[Image-grounded pointing data]
● ● ● ●
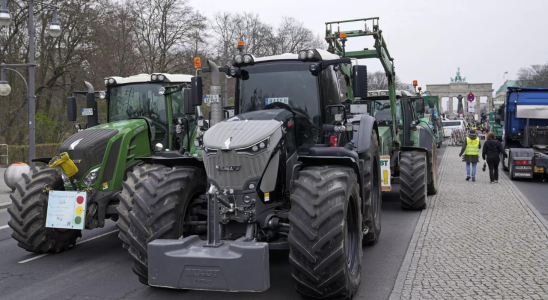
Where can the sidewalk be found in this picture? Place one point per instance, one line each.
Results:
(475, 241)
(5, 191)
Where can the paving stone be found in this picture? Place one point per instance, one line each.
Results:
(478, 241)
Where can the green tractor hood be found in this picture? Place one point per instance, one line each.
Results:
(104, 152)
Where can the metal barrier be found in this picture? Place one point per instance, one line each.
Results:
(6, 156)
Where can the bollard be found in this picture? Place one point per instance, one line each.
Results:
(13, 174)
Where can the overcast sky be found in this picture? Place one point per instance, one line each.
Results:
(428, 39)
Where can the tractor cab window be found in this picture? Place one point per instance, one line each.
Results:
(140, 101)
(177, 104)
(288, 83)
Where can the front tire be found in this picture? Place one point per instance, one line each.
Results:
(28, 213)
(159, 209)
(325, 233)
(138, 174)
(413, 180)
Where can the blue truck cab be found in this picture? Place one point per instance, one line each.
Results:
(525, 132)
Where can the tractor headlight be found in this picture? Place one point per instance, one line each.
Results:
(91, 178)
(309, 55)
(238, 59)
(161, 90)
(255, 148)
(248, 59)
(66, 180)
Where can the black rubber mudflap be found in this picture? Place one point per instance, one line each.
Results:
(235, 266)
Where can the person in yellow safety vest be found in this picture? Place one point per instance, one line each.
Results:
(471, 154)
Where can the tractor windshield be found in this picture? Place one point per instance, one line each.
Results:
(290, 83)
(137, 100)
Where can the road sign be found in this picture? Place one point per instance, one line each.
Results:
(208, 99)
(471, 97)
(66, 209)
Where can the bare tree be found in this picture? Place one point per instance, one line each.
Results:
(534, 76)
(162, 28)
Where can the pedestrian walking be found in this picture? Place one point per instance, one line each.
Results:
(492, 149)
(470, 149)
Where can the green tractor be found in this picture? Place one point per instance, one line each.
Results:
(408, 143)
(432, 117)
(98, 162)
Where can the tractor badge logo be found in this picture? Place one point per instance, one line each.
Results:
(227, 144)
(228, 168)
(74, 144)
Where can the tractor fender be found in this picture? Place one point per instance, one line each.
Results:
(173, 159)
(362, 137)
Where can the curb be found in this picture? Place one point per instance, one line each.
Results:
(525, 201)
(404, 269)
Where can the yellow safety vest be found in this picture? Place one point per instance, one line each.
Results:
(472, 146)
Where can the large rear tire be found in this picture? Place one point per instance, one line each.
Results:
(28, 213)
(325, 233)
(160, 205)
(138, 174)
(373, 199)
(413, 180)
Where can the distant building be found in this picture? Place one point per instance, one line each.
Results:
(500, 96)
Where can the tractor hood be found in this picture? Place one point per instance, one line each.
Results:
(245, 130)
(87, 148)
(233, 157)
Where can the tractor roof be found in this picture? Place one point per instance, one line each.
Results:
(399, 93)
(292, 56)
(147, 78)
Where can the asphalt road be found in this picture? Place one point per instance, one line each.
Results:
(98, 268)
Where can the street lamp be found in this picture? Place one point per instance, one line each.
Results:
(54, 30)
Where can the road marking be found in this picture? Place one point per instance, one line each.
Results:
(81, 242)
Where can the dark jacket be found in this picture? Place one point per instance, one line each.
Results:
(470, 158)
(492, 149)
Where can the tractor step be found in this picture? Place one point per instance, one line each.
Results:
(234, 266)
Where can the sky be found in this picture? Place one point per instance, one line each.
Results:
(429, 39)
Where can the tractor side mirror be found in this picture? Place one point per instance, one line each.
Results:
(197, 94)
(359, 81)
(188, 108)
(71, 109)
(419, 105)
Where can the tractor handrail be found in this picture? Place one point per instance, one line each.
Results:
(7, 154)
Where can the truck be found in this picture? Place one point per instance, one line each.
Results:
(101, 160)
(525, 132)
(494, 127)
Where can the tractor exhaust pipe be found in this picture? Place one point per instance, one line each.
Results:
(93, 120)
(217, 111)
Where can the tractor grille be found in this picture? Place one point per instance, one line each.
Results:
(90, 150)
(251, 166)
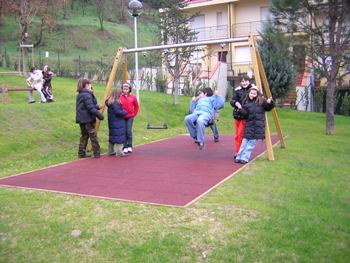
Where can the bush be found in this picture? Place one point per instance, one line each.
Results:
(161, 85)
(341, 101)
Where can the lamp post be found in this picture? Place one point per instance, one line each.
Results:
(135, 9)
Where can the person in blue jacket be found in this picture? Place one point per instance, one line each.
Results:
(116, 124)
(203, 109)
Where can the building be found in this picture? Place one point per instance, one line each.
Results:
(225, 19)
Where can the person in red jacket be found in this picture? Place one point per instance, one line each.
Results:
(131, 105)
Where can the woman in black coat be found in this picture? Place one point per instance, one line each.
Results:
(239, 122)
(87, 110)
(253, 109)
(116, 124)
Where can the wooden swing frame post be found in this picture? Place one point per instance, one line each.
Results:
(259, 74)
(258, 69)
(110, 84)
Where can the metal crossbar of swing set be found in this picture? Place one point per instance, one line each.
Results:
(189, 44)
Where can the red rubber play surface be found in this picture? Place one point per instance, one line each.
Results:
(169, 172)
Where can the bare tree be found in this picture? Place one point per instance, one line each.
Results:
(101, 8)
(174, 27)
(327, 26)
(27, 10)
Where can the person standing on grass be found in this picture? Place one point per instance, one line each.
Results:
(202, 110)
(253, 109)
(130, 104)
(47, 87)
(116, 124)
(35, 81)
(86, 113)
(239, 122)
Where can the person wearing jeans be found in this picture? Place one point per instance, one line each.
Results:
(36, 81)
(130, 104)
(253, 109)
(202, 110)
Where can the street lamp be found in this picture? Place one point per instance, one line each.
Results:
(135, 9)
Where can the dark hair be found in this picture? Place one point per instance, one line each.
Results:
(208, 91)
(258, 99)
(115, 95)
(126, 84)
(82, 83)
(246, 77)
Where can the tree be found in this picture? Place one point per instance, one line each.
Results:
(101, 8)
(327, 26)
(277, 60)
(27, 10)
(174, 28)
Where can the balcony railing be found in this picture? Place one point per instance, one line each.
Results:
(214, 32)
(240, 68)
(244, 29)
(255, 27)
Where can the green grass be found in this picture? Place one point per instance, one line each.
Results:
(78, 36)
(294, 209)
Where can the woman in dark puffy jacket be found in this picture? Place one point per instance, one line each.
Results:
(253, 109)
(87, 110)
(238, 120)
(116, 124)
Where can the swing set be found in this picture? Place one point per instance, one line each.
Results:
(258, 69)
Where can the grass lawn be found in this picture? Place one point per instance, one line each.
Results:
(294, 209)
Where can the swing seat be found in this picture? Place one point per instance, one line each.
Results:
(151, 127)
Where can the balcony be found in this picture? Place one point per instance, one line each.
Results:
(244, 29)
(209, 33)
(240, 68)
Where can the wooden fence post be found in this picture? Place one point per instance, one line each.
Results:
(4, 91)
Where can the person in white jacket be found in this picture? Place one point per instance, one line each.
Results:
(35, 81)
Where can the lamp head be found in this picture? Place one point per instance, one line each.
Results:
(135, 8)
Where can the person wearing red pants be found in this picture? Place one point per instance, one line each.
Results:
(239, 120)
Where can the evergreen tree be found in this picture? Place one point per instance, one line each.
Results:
(277, 61)
(326, 26)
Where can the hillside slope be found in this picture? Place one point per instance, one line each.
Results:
(78, 38)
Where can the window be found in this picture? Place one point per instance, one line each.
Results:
(265, 13)
(198, 24)
(243, 55)
(222, 56)
(219, 19)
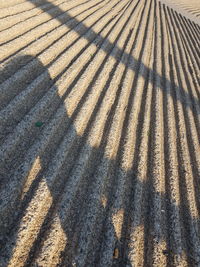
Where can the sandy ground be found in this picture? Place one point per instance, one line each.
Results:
(99, 133)
(188, 8)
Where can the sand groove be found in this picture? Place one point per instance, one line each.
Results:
(99, 134)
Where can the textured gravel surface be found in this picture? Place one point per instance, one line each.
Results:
(99, 133)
● ● ● ●
REQUIRED ACTION - Your answer should hold every record above, printed exactly and free of pictures.

TASK SOLUTION -
Where can the sidewalk be found in this picture? Place one point per instance, one line each.
Results:
(475, 241)
(5, 191)
Where can the paving stone be found in this picture? Place one point per instance, one line each.
Results:
(478, 241)
Where can the green tractor hood be found in this picture? Place one point per instance, one line each.
Results:
(104, 152)
Where can the metal barrier be found in this picture? Place one point per instance, one line each.
Results:
(6, 156)
Where can the bollard be found in this picture? Place one point per instance, one line each.
Results:
(13, 174)
Where can the overcast sky be found in this picture? Place one point per instance, one line each.
Results:
(428, 39)
Where can the tractor cab window be found in this picture? Place one point per instance, one line each.
Results:
(140, 101)
(177, 104)
(288, 83)
Where can the front tire be found in this picture? Place one point per instance, one line each.
Results:
(28, 213)
(159, 209)
(325, 233)
(138, 174)
(413, 180)
Where can the blue truck cab be found in this picture? Place one point per instance, one line each.
Results:
(525, 132)
Where can the tractor headlight be found in this picture? Place one point per instance, one line each.
Results:
(91, 178)
(309, 55)
(238, 59)
(161, 90)
(255, 148)
(248, 59)
(66, 180)
Where can the black rubber mudflap be found in this picture? Place one point per instance, one line each.
Results:
(235, 266)
Where can the person in yellow safety vest be found in this picture? Place one point per instance, one line each.
Results:
(471, 154)
Where can the tractor windshield be found in this picture? Place one point per instance, one line each.
Results:
(290, 83)
(137, 100)
Where can the road sign be found in this picture? Place one point per instance, one line each.
Results:
(208, 99)
(471, 97)
(66, 209)
Where can the bare tree be found in this picture? Place one point per instance, one line each.
Results:
(534, 76)
(162, 28)
Where can the pedestrian walking be found in this picture? Place one point per instance, one line each.
Results:
(492, 149)
(470, 149)
Where can the green tractor be found in this picture? Place one point per instance, one line each.
Results:
(408, 143)
(432, 117)
(98, 162)
Where can the tractor badge logo be found in this picture? Place one point per instance, one line each.
Results:
(227, 144)
(228, 168)
(74, 144)
Where can the tractor fender be found in this picture? Place one point per instance, one line each.
Results:
(173, 159)
(362, 137)
Where can the curb be found in this picture? Place one point per instance, one line each.
Results:
(525, 201)
(404, 269)
Where can the yellow safety vest be found in this picture? Place one point per instance, one line each.
Results:
(472, 146)
Where can the large rear tire be found in this picture? Place one point per instance, one line each.
Results:
(28, 213)
(325, 233)
(160, 205)
(138, 174)
(373, 199)
(413, 180)
Where can the distant building be found in this picture? Place one point per instance, one line each.
Results:
(500, 96)
Where can the tractor hood be found in this picture? Place one point per instance, one line each.
Results:
(245, 130)
(87, 148)
(233, 157)
Where can the tractor roof be found in this picture? Place one point per instance, one line each.
Results:
(399, 93)
(292, 56)
(147, 78)
Where can the asphalt road be found in this picture? Place one point per instance, one line each.
Results:
(98, 268)
Where can the street lamp be found in this picture? Place one point per instance, one line each.
Results:
(54, 30)
Where can the road marking be found in this picture? Place one point per instance, one line each.
Results:
(81, 242)
Where can the dark jacket be found in this picture? Place one point per instance, one line each.
Results:
(470, 158)
(492, 149)
Where can the tractor step be found in this picture? Place one point per instance, one line each.
Results:
(234, 266)
Where can the sky be found in this picture? Place one point per instance, one line each.
Results:
(429, 39)
Where can the tractor side mirror be found in this picture? Place one point per instance, one line each.
Results:
(197, 94)
(359, 81)
(188, 108)
(71, 109)
(419, 105)
Where can the tractor handrail be found in this picture? Place one point per instance, one line each.
Results:
(7, 154)
Where can the truck be found in this picture? Place one point per instance, one line each.
Results:
(101, 160)
(525, 132)
(494, 127)
Where can the tractor exhaust pipe be found in this picture? Place one point per instance, one line each.
Results:
(93, 120)
(217, 111)
Where can the tractor grille be found in this picture? Place one point per instance, one line each.
Results:
(90, 150)
(251, 166)
Where can the bush be found in this picture? Place one point per instance, one line each.
Results:
(161, 85)
(341, 101)
Where can the lamp post be found in this picture? Place one point per instance, one line each.
Results:
(135, 9)
Where can the person in blue jacket be found in this picture? Place one point per instance, one line each.
Results:
(116, 124)
(203, 109)
Where can the building be found in this picture? Place one point per instance, one line each.
Results:
(225, 19)
Where can the person in red jacket be found in this picture? Place one point per instance, one line each.
Results:
(131, 105)
Where can the woman in black coat be found in this picture? Place one point per instance, one line each.
Results:
(239, 122)
(87, 110)
(253, 109)
(116, 124)
Where can the wooden swing frame post be found in this picture? Place one point per instance, one line each.
Results:
(259, 74)
(258, 69)
(110, 84)
Where can the metal crossbar of swing set be found in this picture? Place one point per instance, one line each.
Results:
(189, 44)
Where can the red rubber play surface be found in this picture? Place one point per instance, one line each.
Results:
(169, 172)
Where can the bare tree be found in this picture? Place one point per instance, one line each.
Results:
(101, 8)
(174, 27)
(327, 26)
(27, 10)
Where can the person standing on grass be found in this picture? Place one point per instance, one line each.
Results:
(202, 110)
(253, 109)
(130, 104)
(47, 87)
(116, 124)
(35, 81)
(86, 113)
(239, 122)
Where can the person wearing jeans be found in this picture? Place one point per instance, one line each.
Results:
(36, 81)
(130, 104)
(253, 109)
(202, 110)
Where can the street lamp be found in this picture? Place one point per instance, one line each.
Results:
(135, 9)
Where can the dark hair be found in this picture? Place one point per instance, one line each.
Results:
(208, 91)
(258, 99)
(115, 95)
(126, 84)
(82, 83)
(246, 77)
Where can the tree be found in this picture? Place one point per instance, one line each.
Results:
(101, 8)
(327, 26)
(277, 60)
(27, 10)
(174, 28)
Where can the balcony railing be found in this picture? Place one point per instance, one line each.
Results:
(214, 32)
(240, 68)
(244, 29)
(255, 27)
Where can the green grass be found in this picture? Place one point per instance, one line each.
Results:
(78, 36)
(294, 209)
Where can the woman in dark puffy jacket be found in this picture? Place one point per instance, one line each.
Results:
(253, 109)
(87, 110)
(238, 120)
(116, 124)
Where can the swing set be found in this picture? Place one point per instance, one line each.
Results:
(258, 69)
Where can the grass lawn be found in this picture? Place one point per instance, one line each.
Results:
(294, 209)
Where can the swing seat be found in this picture? Place one point per instance, one line each.
Results:
(151, 127)
Where can the balcony be found in this picture? Place one point per instance, one line each.
Results:
(244, 29)
(209, 33)
(240, 68)
Where can the wooden fence post be found in this picture? Place one point per instance, one line each.
Results:
(4, 91)
Where can the person in white jacket be found in this picture? Place one point per instance, one line each.
Results:
(35, 81)
Where can the lamp head be found in this picture? Place one point per instance, one line each.
Results:
(135, 8)
Where can the person wearing red pants be found in this picture? Place one point per instance, one line each.
Results:
(239, 120)
Where can the evergreen tree be found in this picture? Place one point per instance, one line each.
Results:
(277, 61)
(326, 26)
Where can the hillside slope be found in this picture? Place one point per instance, one line each.
Results:
(78, 38)
Where can the window be found in this picture? Place one point per instance, one line each.
Results:
(265, 13)
(198, 24)
(243, 55)
(222, 56)
(219, 19)
Where can the sandy ground be found in this picture? Place one point per instance, one line each.
Results:
(99, 133)
(188, 8)
Where can the sand groove be found in this picture? Place one point per instance, one line each.
Results:
(99, 134)
Where can the textured gravel surface be found in this picture? Place one point per instance, one line each.
Results:
(99, 133)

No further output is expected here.